### Task objective
Below are the entries; count the lines in them that contain the word "apple" and give only the number.
-----
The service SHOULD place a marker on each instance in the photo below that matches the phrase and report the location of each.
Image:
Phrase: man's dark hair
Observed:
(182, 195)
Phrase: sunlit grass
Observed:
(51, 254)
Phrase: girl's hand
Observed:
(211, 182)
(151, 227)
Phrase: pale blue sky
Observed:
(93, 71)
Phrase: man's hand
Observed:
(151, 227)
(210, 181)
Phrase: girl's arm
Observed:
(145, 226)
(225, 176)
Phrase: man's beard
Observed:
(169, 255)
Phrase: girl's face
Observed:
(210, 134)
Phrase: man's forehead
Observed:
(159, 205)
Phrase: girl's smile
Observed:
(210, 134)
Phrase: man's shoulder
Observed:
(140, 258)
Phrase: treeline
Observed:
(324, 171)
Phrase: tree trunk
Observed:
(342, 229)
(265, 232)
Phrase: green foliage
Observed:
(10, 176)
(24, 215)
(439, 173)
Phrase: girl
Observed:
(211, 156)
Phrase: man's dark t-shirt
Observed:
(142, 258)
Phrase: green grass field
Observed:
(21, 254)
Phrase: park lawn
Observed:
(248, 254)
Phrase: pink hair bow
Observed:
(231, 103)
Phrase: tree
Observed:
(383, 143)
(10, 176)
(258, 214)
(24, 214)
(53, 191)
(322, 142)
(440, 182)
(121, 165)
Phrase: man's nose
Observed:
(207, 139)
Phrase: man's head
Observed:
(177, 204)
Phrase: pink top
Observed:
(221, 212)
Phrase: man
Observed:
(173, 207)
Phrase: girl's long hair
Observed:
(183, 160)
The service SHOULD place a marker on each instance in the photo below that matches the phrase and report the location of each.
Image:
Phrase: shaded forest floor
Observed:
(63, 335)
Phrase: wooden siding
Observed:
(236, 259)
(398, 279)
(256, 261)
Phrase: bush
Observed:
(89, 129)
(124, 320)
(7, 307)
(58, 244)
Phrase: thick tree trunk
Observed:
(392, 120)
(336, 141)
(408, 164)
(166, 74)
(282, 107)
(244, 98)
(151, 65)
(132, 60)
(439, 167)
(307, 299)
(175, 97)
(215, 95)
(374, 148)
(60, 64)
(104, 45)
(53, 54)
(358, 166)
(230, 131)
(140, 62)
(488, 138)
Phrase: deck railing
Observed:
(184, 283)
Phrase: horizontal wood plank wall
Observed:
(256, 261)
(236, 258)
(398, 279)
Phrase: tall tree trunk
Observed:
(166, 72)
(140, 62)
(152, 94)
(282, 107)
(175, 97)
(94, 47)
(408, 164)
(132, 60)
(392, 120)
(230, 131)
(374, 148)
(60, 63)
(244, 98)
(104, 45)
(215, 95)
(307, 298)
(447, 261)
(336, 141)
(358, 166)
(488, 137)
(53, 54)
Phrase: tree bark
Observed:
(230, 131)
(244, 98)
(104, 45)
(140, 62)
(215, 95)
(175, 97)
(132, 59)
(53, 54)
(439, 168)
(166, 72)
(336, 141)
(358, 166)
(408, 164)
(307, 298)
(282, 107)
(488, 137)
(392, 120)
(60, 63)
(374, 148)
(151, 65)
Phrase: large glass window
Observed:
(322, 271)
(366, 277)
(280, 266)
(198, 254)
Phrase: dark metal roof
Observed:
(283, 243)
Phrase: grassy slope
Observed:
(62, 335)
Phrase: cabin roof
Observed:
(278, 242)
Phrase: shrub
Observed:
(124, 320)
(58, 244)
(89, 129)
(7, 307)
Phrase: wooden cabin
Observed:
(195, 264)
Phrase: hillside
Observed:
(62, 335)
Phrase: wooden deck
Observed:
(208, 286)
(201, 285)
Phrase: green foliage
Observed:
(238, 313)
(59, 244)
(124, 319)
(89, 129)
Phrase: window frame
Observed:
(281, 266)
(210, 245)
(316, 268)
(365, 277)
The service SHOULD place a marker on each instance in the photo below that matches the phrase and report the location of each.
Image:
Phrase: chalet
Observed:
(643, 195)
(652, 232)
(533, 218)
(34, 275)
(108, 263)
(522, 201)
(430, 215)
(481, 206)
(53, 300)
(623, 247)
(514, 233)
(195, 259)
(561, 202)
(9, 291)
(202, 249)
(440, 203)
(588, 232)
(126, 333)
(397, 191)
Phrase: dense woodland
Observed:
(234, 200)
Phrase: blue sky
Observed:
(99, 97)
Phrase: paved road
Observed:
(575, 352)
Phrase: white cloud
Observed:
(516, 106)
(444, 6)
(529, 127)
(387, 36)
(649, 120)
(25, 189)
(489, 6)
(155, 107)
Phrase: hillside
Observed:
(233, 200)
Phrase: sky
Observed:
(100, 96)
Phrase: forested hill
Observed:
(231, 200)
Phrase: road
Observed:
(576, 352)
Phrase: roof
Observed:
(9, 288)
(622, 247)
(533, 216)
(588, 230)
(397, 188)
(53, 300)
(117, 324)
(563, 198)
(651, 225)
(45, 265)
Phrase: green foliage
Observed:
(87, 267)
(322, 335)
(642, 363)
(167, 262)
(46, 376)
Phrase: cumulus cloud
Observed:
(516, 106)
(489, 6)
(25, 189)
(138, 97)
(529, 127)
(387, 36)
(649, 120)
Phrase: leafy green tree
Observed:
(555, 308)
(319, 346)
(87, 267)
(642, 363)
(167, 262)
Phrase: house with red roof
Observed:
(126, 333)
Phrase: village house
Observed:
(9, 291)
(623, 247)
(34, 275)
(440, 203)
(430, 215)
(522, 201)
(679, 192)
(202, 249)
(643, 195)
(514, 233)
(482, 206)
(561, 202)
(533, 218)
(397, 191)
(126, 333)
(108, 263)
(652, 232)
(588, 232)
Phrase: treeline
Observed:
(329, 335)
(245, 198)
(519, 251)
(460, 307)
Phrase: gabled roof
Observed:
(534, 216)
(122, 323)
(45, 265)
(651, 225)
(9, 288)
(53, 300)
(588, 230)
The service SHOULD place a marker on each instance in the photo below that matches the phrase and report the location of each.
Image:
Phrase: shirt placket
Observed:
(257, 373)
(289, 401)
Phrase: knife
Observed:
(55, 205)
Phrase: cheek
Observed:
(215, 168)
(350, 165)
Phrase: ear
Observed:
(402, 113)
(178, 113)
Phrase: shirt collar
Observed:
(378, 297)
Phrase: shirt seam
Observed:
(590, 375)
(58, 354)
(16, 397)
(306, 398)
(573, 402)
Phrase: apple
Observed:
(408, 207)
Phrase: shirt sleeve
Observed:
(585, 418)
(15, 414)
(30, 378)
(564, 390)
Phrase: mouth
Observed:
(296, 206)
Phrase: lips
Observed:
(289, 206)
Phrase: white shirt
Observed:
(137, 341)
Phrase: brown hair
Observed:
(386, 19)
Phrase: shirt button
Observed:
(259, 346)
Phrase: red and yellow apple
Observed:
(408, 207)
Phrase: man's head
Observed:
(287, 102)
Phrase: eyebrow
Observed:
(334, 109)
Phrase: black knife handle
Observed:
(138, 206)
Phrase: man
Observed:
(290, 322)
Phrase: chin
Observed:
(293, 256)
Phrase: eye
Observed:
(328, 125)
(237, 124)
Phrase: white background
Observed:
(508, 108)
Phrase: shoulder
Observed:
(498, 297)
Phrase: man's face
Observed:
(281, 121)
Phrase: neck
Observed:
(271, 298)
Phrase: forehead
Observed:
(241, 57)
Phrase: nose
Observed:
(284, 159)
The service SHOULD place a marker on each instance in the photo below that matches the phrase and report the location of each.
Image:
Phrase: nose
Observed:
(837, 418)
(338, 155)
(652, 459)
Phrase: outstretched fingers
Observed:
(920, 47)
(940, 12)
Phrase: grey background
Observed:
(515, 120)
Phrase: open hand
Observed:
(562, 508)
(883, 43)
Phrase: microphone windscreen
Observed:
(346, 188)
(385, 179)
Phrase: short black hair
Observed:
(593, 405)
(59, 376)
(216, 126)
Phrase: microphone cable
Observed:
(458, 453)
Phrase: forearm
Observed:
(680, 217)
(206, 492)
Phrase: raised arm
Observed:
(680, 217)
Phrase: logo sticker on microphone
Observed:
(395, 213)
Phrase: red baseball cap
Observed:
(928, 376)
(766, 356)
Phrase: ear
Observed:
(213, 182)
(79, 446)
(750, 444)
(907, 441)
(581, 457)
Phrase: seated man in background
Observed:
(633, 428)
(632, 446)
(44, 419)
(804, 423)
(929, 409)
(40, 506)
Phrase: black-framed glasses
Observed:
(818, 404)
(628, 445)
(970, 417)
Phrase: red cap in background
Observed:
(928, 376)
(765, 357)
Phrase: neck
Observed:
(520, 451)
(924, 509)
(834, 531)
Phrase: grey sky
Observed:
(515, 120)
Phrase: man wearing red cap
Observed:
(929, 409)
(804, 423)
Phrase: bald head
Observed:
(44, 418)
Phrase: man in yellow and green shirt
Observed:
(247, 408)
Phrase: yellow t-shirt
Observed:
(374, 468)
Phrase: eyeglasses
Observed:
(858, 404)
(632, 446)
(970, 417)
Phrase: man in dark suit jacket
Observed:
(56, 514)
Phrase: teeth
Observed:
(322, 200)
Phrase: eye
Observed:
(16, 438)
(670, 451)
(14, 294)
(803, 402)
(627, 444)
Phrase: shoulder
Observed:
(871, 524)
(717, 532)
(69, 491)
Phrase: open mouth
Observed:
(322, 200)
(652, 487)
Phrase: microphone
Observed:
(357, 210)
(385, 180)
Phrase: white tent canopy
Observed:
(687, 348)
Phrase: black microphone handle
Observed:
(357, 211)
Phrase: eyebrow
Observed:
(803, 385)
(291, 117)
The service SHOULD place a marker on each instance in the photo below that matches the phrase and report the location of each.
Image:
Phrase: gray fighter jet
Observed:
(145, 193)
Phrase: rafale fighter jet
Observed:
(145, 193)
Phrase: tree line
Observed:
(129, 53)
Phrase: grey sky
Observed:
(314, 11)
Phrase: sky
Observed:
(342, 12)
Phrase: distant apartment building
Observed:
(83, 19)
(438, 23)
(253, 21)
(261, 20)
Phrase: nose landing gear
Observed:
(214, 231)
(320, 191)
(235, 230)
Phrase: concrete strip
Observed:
-----
### Output
2